BRANO FORNITO –
Per gli ultras romanisti l’accusa è di concorso nell’omicidio di Ciro Esposito

E alla fine, a tre mesi di distanza dalla finale di Coppa Italia, è arrivata la conferma: Daniele De Santis non era un folle isolato, un commando di ultras romanisti, dopo aver assaltato un pullman di tifosi napoletani, si è scontrato con un gruppo di ultras azzurri sopraggiunti e al culmine della rissa uno dei partecipanti ha fatto fuoco ferendo a morte Ciro Esposito.

La decisione del giudice istruttore di contestare il concorso in omicidio (e in precedenza la rissa agli altri napoletani rimasti feriti dalle pistolettate) sembra confermare i dubbi da me sollevati – a partire dagli esiti di stub e autopsia – sulla dinamica degli scontri per come ci sono stati raccontati e quindi sulla diretta responsabilità di De Santis. Perché contestare infatti il concorso in omicidio se De Santis spara per sottrarsi a un pestaggio brutale, essendo rimasto attardato e isolato dai suoi amici, più veloci nella fuga?

E’ evidente che il giudice ritenga sussistere un nesso teleologico (cioè un fine comune: sottrarsi alle conseguenze del primo reato commesso insieme) tra i diversi episodi di rilievo penale, distinti nel tempo, sia pure a distanza ravvicinatissima, e afferenti più ipotesi di reato:

1. l’assalto: danneggiamento, uso di materiali esplodenti, violenza privata

2. lo scontro tra ultras: rissa (che prevede la partecipazione di due gruppi di persone sia pure di diversa consistenza numerica e non il pestaggio di un individuo da parte di una masnada)

DATI REGISTRATI –
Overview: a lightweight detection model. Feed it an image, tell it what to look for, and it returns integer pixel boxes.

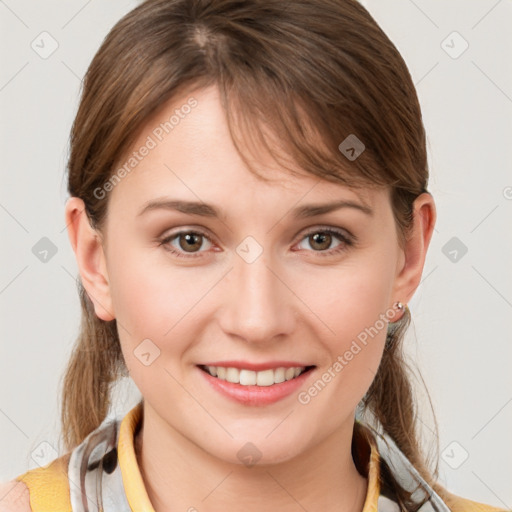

ELENCO DEI COMPITI –
a) Secondo il brano fornito, a quanto tempo di distanza dalla finale di Coppa Italia è arrivata la conferma?
b) Traduca in inglese la seguente frase del brano fornito: «Per gli ultras romanisti l'accusa è di concorso nell'omicidio di Ciro Esposito».

RISPOSTE –
a) A tre mesi di distanza.

b) For the Roma ultras, the charge is complicity in the murder of Ciro Esposito.